__Goal of the exercise__.
Scan the listing below and copy each line holding the word "light".
--- Entries supplied Enclosed Below ---
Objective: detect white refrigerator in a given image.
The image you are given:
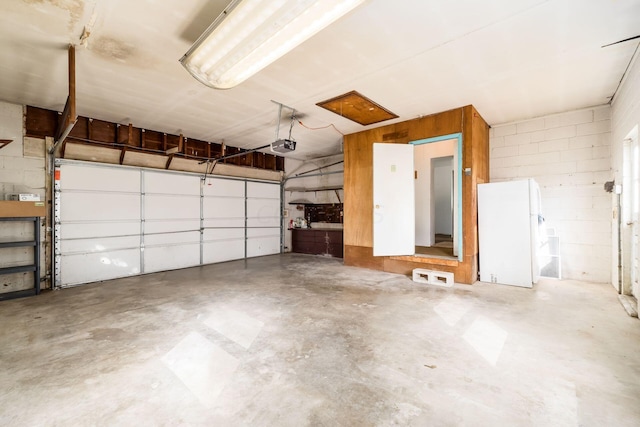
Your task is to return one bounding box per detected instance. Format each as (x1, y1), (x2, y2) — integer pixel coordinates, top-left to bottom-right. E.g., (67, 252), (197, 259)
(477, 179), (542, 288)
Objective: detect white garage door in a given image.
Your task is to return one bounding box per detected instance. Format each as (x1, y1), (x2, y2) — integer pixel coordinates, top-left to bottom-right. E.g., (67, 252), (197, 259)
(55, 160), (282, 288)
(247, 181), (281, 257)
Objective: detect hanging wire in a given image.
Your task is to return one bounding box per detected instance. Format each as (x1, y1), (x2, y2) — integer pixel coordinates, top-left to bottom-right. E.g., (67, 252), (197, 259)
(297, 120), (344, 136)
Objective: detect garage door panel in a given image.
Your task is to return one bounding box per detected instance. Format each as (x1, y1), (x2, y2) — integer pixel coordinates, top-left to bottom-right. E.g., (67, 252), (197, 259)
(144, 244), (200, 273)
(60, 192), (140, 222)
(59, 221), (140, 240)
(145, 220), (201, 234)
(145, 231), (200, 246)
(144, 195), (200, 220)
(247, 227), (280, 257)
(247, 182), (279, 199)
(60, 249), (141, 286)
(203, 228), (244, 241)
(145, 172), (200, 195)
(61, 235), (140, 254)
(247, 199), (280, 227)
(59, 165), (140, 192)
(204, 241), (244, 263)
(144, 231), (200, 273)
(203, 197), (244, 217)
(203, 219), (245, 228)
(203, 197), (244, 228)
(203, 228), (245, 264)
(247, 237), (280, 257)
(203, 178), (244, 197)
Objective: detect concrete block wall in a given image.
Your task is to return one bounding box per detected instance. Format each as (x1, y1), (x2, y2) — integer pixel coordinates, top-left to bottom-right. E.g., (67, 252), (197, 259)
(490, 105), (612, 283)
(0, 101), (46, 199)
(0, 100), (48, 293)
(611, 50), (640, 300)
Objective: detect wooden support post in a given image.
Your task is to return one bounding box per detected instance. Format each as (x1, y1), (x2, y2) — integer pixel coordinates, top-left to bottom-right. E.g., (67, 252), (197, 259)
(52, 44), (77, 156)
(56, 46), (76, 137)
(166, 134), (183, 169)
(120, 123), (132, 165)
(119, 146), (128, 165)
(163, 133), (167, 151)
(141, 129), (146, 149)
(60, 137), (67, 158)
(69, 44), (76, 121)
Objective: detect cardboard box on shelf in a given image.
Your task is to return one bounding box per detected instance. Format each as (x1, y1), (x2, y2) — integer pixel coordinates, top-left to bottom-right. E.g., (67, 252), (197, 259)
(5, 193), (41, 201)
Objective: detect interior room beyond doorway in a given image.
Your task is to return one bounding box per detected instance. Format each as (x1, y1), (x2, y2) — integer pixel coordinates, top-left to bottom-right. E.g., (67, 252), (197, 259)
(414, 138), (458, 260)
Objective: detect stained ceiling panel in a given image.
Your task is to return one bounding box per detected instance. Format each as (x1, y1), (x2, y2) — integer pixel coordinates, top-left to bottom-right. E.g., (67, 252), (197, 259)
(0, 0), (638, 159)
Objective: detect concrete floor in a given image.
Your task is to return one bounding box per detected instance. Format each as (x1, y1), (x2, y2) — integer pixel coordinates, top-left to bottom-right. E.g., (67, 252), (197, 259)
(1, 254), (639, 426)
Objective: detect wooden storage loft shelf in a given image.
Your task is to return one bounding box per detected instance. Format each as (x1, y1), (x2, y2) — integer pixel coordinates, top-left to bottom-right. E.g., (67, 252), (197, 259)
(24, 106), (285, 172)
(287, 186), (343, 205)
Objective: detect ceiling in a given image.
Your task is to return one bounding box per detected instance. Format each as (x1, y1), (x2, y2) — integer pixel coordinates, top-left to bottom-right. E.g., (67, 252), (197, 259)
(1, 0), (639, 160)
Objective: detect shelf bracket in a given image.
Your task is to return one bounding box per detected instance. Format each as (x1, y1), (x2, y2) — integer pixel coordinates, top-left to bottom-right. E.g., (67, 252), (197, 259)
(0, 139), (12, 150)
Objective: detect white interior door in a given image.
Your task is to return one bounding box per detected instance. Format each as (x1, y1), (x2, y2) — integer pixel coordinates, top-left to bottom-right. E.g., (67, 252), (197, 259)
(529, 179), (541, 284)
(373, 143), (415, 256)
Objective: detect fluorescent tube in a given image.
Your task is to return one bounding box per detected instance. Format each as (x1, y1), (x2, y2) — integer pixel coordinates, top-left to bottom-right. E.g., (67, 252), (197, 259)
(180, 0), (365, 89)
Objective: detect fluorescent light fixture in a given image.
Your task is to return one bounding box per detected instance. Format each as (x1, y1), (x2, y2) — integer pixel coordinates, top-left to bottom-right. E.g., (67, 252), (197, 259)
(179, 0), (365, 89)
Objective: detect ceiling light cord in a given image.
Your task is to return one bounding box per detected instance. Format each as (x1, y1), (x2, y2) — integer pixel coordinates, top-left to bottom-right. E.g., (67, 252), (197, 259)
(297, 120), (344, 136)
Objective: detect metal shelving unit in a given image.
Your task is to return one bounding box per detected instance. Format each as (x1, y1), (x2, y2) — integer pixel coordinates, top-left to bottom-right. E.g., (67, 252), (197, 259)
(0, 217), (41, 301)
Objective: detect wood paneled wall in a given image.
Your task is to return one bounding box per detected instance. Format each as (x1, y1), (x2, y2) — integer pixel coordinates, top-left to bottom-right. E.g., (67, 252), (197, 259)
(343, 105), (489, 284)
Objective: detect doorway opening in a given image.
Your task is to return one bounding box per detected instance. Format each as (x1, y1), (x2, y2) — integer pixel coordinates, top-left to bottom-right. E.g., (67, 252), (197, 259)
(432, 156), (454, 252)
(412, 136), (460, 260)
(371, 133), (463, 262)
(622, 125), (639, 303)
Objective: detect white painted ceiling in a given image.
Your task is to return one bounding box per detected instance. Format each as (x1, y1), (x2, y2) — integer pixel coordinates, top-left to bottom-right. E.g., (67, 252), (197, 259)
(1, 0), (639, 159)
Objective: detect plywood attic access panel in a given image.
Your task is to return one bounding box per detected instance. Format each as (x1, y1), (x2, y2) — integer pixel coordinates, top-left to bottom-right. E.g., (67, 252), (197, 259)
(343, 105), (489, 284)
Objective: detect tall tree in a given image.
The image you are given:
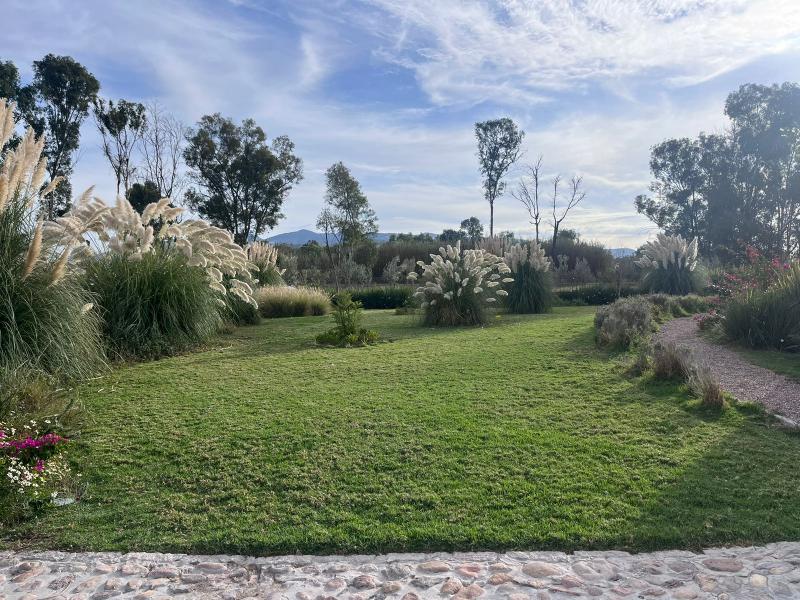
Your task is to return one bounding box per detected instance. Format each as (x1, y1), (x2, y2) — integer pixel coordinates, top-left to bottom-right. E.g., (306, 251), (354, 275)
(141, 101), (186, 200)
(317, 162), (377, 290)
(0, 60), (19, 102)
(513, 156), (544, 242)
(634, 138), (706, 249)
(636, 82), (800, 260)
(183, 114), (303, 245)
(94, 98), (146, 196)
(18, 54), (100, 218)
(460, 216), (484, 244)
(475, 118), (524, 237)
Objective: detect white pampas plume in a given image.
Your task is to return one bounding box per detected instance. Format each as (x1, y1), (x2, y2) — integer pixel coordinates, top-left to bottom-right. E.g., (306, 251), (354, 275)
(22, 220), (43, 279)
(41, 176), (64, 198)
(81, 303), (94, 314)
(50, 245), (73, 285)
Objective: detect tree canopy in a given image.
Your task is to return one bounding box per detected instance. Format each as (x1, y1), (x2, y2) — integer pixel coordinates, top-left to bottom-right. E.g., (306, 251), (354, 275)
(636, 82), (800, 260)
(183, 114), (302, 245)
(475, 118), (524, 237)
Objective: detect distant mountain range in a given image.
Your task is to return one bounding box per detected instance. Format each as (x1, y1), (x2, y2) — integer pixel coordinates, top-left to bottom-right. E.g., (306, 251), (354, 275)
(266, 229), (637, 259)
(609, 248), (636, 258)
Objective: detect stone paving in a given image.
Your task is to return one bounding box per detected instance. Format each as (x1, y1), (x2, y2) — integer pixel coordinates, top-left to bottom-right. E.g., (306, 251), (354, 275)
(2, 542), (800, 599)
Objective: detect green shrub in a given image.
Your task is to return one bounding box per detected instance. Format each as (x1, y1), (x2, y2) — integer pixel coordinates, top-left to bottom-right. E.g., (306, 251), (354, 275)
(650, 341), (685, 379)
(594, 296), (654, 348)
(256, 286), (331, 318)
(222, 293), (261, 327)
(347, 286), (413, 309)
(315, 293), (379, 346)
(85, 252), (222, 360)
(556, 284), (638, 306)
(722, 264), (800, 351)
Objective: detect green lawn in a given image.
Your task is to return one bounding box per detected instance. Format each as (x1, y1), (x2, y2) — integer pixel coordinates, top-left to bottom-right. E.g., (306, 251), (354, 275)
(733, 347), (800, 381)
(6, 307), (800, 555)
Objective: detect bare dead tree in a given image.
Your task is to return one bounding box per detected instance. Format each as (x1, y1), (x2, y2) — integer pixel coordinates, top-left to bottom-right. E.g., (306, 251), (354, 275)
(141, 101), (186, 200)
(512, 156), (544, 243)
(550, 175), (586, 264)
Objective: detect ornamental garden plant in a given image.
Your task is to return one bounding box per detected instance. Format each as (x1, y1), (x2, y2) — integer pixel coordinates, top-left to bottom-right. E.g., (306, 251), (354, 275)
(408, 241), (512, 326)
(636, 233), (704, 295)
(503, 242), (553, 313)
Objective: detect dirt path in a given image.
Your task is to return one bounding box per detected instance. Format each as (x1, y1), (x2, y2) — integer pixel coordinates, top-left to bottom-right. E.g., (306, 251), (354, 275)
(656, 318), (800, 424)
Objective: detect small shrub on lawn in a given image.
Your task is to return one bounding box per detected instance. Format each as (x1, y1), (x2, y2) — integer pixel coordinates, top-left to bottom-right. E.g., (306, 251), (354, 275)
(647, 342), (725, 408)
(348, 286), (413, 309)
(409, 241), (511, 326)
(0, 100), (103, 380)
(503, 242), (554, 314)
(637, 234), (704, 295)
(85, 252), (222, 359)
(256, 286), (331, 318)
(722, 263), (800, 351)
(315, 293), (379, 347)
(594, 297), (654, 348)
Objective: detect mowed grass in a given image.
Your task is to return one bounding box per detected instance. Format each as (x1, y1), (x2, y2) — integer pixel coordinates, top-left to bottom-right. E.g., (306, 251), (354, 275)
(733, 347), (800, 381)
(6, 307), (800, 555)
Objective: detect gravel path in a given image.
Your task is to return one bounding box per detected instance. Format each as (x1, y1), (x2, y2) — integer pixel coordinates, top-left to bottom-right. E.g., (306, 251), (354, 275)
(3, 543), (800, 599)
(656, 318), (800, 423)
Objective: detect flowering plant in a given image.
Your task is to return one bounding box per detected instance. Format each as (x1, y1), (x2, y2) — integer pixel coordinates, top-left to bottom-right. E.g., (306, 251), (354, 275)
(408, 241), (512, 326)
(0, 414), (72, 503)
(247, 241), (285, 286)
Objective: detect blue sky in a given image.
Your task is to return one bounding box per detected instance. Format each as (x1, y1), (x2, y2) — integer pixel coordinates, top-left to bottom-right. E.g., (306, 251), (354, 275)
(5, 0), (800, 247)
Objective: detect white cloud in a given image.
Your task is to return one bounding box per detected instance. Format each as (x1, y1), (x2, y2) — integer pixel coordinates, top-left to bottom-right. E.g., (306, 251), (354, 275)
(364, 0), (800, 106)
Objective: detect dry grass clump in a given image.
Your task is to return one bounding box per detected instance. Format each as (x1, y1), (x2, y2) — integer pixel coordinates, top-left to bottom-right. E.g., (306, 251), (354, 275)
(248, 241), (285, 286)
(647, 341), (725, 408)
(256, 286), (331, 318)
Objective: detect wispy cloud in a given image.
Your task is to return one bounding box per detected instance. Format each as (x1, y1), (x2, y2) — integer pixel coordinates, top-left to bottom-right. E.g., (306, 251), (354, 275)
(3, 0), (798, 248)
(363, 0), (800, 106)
--- End of Enclosed Entries supplied ---
__Answer to this task__.
Objective: detect fluorescent light fixture in a given image.
Objective: detect ceiling light cord in a given image.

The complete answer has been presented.